INPUT FOR THIS TASK>

------------------------------

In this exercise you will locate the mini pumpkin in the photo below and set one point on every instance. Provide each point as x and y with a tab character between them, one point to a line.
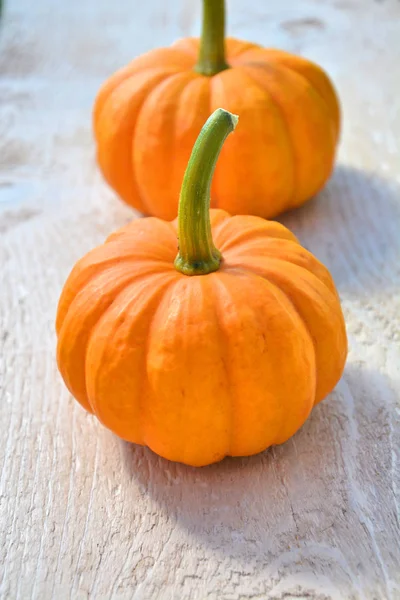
223	350
148	115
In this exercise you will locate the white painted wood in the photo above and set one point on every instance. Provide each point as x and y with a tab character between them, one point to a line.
84	515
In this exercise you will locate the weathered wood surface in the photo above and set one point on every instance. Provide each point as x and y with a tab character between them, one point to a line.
84	515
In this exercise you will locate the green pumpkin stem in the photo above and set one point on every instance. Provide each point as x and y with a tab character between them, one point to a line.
197	254
212	43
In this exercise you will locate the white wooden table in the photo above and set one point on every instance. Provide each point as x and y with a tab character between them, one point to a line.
84	515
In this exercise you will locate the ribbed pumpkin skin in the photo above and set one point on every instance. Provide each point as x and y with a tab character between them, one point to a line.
201	367
148	115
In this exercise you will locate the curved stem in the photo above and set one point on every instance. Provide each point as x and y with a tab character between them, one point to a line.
212	43
197	254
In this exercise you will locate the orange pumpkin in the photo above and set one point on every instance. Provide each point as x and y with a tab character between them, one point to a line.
217	352
148	115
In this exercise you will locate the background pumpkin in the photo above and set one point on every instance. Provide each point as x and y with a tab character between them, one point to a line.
148	115
209	355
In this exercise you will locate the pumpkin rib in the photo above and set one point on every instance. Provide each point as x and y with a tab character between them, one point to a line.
74	312
114	152
269	58
318	95
304	188
285	126
335	125
158	284
154	58
285	260
216	284
263	192
326	298
108	255
290	310
154	147
266	230
184	372
111	267
324	87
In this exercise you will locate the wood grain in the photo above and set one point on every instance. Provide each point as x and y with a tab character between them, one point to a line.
84	515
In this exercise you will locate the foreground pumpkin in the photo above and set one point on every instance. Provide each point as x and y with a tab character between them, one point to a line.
148	115
221	351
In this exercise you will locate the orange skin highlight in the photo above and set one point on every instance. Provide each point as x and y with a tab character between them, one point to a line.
148	115
201	367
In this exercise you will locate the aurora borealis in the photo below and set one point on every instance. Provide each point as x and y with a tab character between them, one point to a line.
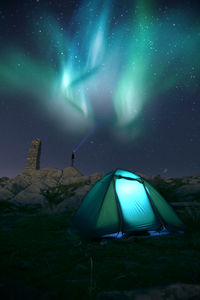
90	64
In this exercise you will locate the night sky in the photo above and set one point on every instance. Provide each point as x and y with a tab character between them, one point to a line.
123	76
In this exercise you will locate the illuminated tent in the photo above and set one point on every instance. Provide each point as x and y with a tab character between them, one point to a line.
123	202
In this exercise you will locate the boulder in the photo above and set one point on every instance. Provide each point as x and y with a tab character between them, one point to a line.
31	195
5	194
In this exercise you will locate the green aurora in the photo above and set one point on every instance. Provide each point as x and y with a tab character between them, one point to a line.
74	72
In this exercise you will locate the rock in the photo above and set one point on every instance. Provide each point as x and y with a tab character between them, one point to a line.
188	192
177	291
5	194
31	195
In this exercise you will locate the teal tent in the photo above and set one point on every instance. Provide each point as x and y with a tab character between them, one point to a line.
124	202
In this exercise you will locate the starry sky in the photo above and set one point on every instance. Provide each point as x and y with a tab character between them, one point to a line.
115	81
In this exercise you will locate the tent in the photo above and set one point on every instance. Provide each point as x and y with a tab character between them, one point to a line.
124	202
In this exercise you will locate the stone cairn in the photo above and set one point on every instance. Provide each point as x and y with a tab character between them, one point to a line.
33	158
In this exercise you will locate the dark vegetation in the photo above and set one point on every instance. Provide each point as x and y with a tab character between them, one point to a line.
42	258
56	195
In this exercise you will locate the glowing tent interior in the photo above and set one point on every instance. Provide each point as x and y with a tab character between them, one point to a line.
123	202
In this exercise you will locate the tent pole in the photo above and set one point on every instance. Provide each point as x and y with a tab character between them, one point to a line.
154	208
119	208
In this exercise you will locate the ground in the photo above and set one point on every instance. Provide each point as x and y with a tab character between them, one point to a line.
41	258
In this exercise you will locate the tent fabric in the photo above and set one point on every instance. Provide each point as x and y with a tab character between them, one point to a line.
124	202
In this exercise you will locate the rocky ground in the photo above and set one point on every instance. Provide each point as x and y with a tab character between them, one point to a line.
41	258
64	189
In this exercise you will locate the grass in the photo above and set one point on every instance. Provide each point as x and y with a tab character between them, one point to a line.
46	258
55	195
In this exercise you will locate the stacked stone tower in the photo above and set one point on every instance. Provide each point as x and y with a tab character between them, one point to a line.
33	158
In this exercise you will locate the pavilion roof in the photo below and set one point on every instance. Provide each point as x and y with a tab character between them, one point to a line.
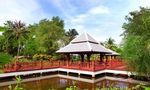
84	43
113	52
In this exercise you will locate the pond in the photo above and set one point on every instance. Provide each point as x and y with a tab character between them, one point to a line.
61	82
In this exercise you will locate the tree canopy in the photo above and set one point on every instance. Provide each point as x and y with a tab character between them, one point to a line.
136	42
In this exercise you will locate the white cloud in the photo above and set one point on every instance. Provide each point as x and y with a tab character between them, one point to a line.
28	11
99	10
91	13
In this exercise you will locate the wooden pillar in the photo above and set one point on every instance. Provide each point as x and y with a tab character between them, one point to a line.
111	57
106	59
88	57
68	57
82	57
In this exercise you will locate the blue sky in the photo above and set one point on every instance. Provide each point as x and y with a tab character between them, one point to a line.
100	18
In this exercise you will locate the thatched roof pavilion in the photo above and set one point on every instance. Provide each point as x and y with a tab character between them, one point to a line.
84	44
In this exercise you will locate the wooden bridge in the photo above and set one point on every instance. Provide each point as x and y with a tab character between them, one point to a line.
78	65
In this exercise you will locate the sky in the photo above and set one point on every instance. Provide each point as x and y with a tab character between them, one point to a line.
99	18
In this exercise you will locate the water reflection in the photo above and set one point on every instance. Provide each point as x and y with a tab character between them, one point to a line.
60	83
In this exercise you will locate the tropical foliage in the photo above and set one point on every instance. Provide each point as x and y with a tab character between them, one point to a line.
110	43
5	58
136	45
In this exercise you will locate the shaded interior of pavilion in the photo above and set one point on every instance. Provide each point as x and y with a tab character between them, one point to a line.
86	48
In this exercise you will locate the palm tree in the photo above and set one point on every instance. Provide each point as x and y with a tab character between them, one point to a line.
109	43
16	31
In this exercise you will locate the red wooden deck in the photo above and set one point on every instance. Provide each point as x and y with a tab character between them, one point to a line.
87	66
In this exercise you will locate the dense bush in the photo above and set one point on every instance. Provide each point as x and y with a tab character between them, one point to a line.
5	58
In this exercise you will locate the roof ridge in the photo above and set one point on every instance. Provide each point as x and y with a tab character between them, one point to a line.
88	42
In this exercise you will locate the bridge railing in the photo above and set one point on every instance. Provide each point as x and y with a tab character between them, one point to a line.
78	65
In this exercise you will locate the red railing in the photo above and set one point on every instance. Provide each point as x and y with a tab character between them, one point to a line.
78	65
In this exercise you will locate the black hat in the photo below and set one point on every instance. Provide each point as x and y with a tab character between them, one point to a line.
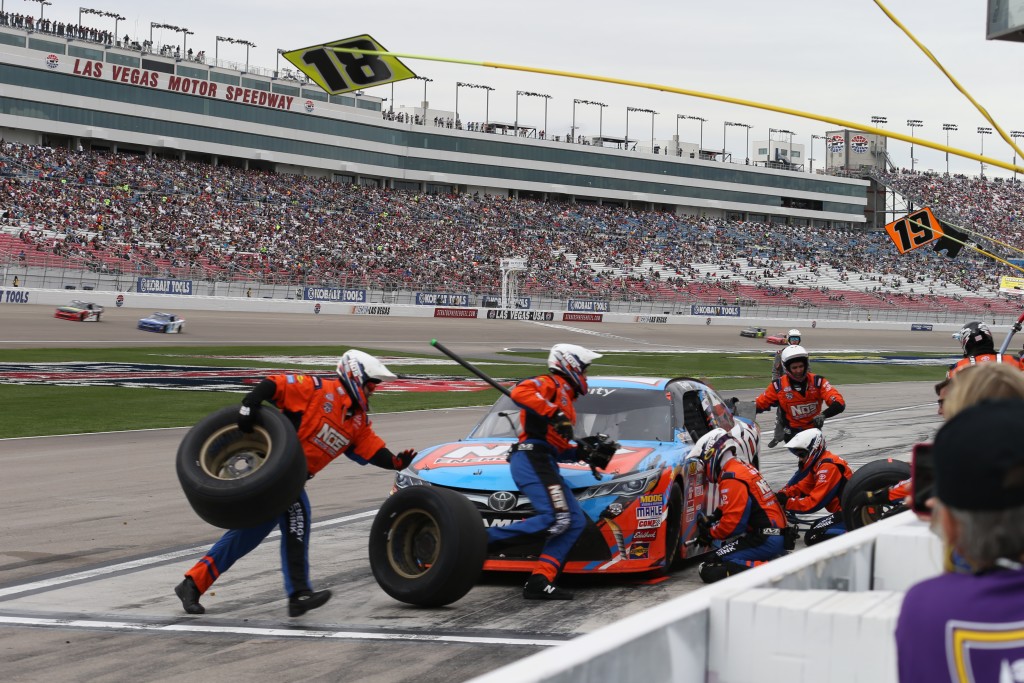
979	457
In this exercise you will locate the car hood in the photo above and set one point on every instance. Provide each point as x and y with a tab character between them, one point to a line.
482	464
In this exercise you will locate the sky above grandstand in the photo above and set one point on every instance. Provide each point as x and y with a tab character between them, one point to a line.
844	59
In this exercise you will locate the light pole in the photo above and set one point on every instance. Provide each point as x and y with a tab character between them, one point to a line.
983	131
948	127
748	148
1014	134
638	110
487	88
224	39
117	17
817	137
911	124
42	6
425	81
700	141
600	116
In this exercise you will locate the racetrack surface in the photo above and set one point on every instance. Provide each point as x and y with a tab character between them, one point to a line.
97	531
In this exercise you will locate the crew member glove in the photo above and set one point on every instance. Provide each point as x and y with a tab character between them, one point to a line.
562	425
401	460
247	418
704	530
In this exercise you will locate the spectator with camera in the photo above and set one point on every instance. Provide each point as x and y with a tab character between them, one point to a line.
969	624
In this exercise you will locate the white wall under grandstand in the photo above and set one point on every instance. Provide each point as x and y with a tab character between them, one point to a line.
824	613
177	303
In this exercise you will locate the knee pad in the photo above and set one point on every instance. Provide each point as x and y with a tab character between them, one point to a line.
711	571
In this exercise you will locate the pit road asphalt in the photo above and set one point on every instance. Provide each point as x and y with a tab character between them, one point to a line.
97	531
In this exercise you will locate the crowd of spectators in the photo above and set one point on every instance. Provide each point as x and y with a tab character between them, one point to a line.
140	213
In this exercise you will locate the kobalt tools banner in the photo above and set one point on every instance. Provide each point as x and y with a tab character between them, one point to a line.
160	286
334	294
700	309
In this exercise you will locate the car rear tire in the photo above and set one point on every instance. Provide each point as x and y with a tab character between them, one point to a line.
872	476
427	546
236	480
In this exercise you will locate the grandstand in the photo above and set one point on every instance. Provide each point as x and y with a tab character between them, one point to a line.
249	198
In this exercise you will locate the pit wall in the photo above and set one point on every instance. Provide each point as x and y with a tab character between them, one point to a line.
824	613
183	303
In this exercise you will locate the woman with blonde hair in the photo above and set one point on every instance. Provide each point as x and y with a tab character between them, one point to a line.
990	381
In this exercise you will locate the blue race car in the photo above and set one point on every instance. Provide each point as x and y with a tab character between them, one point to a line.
160	322
642	512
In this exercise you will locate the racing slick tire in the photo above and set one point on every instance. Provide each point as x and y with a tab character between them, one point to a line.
237	480
427	546
872	476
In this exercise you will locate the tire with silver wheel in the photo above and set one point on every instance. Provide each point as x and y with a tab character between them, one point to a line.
427	546
872	476
236	480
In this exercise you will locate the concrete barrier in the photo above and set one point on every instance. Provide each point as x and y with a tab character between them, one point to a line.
828	590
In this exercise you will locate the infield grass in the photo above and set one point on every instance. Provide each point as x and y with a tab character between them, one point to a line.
47	410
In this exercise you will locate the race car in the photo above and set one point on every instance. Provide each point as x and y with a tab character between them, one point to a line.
80	310
166	323
641	511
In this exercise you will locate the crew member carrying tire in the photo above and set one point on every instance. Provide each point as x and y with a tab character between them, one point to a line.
800	394
749	525
330	418
976	340
818	483
547	422
793	338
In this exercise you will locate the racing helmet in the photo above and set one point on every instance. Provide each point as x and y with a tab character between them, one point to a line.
795	352
807	445
571	363
355	369
714	449
976	338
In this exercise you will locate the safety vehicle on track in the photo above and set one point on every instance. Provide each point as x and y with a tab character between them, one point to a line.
160	322
80	310
641	511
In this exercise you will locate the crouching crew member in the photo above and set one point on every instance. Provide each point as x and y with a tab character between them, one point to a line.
817	484
748	526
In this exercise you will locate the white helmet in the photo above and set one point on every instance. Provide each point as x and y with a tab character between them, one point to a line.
355	369
571	363
795	352
808	445
714	449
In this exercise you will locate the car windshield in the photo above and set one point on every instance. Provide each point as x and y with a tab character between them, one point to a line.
622	414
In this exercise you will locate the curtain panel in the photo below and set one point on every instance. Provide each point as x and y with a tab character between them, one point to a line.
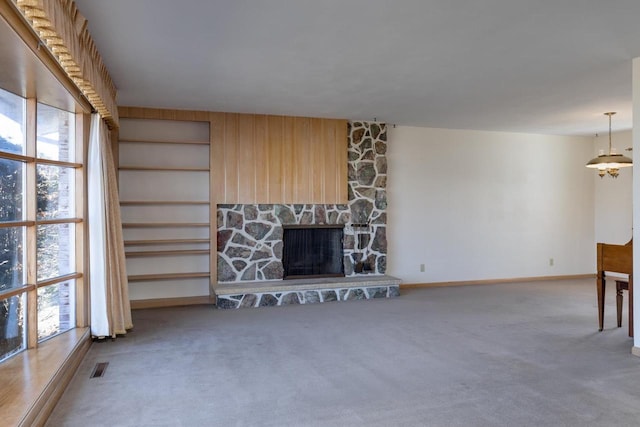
110	307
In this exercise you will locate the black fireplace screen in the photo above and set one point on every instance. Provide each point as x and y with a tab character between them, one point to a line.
312	251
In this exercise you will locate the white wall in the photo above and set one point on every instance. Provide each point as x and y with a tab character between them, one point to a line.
488	205
613	197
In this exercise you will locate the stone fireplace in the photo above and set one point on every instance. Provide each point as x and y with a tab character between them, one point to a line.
312	251
250	236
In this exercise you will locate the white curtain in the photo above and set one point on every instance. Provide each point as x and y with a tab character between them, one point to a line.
109	295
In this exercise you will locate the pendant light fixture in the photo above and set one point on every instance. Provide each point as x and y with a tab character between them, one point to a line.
612	162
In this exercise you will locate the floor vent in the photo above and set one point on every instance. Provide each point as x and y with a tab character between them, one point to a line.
98	370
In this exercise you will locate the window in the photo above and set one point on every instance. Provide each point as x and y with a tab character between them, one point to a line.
38	204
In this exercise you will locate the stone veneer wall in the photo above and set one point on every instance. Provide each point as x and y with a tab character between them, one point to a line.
250	236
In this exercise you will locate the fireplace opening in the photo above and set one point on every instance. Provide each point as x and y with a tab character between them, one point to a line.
312	251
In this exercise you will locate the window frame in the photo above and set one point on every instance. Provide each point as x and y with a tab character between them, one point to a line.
30	222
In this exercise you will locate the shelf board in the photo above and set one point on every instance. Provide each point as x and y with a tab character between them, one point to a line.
165	242
161	169
139	254
161	202
164	224
148	141
166	276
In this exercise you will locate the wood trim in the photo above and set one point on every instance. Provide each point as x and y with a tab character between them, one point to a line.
10	224
59	279
126	112
59	221
31	232
161	202
161	169
171	302
147	141
17	22
140	254
16	157
8	293
63	30
50	162
496	281
34	380
167	276
166	242
164	224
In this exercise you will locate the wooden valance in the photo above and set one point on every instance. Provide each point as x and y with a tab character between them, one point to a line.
63	30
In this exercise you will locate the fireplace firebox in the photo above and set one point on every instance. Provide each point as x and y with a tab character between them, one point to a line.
312	251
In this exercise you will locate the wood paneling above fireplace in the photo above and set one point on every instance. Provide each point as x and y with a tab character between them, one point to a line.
278	159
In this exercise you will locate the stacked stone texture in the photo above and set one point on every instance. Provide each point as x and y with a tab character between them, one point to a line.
250	236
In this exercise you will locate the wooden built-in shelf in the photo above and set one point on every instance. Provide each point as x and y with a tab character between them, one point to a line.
161	169
148	141
166	276
164	224
138	254
161	202
166	242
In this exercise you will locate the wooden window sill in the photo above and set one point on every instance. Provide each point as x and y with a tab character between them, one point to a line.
34	380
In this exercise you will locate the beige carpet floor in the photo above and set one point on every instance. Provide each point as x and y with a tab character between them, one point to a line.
525	354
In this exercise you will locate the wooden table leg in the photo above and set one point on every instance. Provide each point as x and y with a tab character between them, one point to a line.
619	303
631	305
600	287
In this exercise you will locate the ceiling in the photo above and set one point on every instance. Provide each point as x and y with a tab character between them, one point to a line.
545	66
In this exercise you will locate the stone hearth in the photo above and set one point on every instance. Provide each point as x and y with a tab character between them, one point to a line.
305	291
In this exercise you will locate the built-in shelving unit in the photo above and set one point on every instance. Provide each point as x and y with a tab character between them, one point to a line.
164	191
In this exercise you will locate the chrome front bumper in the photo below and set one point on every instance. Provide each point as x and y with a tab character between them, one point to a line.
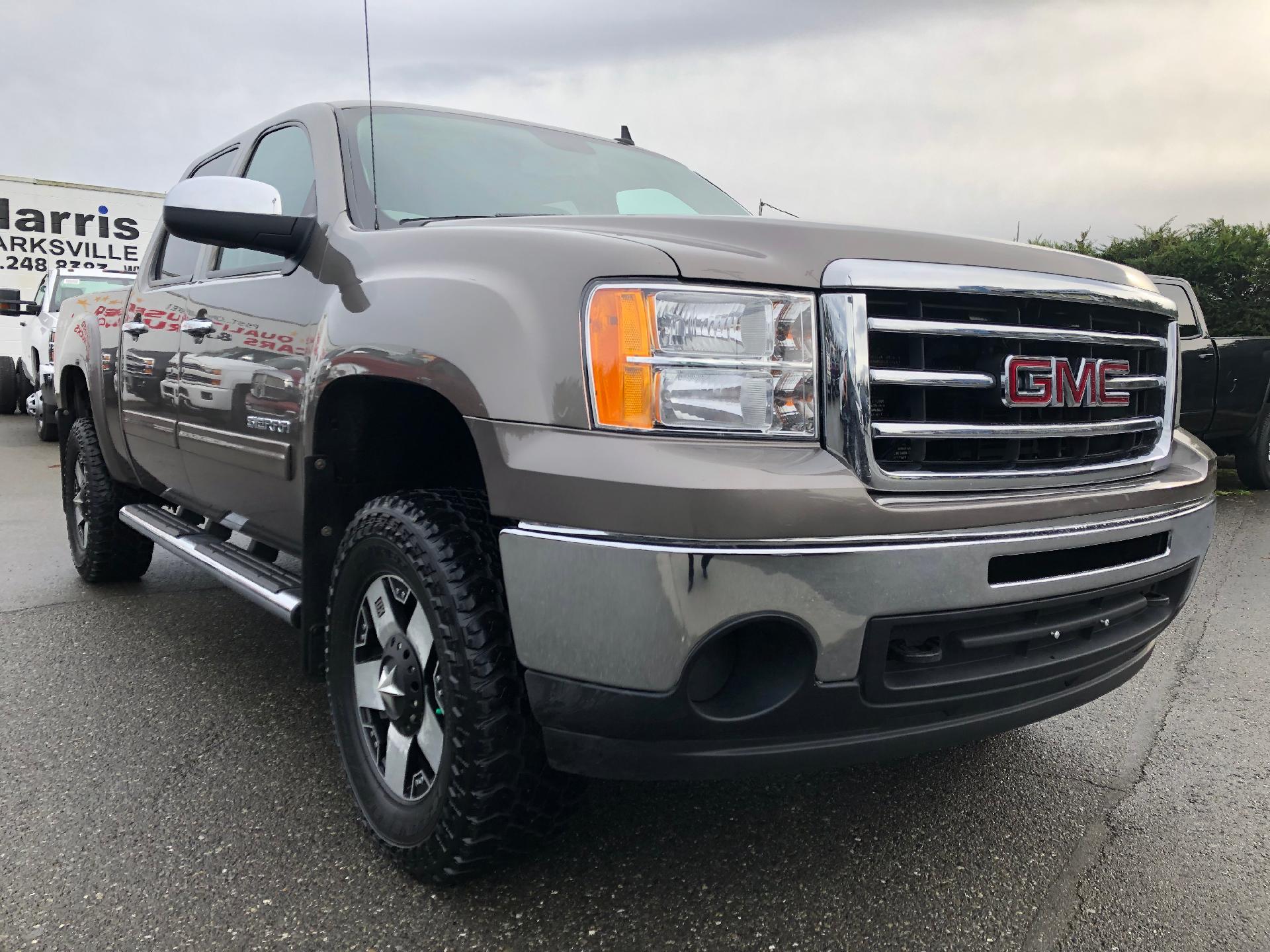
628	614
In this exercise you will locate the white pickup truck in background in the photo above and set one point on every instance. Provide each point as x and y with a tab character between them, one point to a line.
48	226
27	383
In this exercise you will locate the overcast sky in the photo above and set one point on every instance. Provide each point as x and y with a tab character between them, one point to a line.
951	116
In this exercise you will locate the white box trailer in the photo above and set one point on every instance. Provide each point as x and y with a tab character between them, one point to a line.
48	225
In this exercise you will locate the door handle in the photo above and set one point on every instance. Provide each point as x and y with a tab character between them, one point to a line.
197	328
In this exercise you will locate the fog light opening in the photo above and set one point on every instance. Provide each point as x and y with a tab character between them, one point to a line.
749	668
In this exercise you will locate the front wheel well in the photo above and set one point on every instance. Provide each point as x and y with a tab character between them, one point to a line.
73	395
372	437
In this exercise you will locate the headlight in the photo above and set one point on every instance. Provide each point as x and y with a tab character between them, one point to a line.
702	360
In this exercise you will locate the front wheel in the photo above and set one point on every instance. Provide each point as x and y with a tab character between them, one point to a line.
1253	459
102	547
444	756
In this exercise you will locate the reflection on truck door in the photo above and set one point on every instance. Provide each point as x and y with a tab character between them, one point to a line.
248	461
150	346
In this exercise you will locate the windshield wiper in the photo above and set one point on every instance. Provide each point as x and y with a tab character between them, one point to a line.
458	218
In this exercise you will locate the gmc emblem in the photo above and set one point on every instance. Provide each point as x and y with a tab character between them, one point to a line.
1050	381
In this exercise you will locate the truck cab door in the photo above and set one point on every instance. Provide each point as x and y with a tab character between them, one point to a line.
1198	360
150	348
240	433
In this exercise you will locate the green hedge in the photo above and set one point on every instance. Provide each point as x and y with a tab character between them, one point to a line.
1227	264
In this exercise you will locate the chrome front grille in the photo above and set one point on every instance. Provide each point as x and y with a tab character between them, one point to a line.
915	377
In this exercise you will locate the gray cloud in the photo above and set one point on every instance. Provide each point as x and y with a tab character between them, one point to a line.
963	117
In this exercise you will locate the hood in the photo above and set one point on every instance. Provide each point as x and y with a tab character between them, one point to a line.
794	253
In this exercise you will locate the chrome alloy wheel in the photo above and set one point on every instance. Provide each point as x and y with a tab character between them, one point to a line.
79	500
398	687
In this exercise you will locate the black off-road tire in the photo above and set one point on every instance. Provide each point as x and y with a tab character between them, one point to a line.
1253	459
493	796
8	386
112	551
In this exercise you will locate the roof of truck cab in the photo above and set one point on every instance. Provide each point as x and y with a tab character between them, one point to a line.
421	107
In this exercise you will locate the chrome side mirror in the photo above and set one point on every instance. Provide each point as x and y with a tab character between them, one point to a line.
232	212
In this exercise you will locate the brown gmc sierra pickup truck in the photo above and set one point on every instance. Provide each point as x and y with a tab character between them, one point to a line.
566	465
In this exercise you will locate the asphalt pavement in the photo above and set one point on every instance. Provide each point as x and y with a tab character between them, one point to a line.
168	779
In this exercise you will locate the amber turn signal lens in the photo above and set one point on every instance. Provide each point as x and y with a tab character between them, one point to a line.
619	325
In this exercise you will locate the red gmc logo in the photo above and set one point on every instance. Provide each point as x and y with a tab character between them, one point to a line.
1050	381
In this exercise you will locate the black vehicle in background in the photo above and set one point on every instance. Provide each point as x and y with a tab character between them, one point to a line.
1226	387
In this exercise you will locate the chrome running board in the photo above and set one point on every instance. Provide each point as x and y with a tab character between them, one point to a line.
270	587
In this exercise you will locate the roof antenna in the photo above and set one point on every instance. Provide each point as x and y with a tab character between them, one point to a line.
370	111
763	205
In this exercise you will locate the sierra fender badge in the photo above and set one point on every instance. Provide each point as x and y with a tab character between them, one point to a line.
269	424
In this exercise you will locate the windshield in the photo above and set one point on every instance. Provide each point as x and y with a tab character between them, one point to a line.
437	165
79	285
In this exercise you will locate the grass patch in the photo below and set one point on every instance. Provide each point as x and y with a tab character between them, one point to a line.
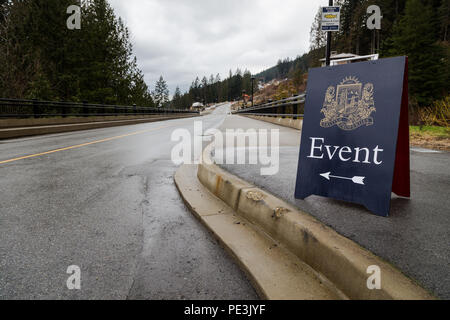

------------------------------

TASK REQUIREMENTS> Report how many lines in the entries above contain the word "dense". Give only the number.

THE ANSWER> 1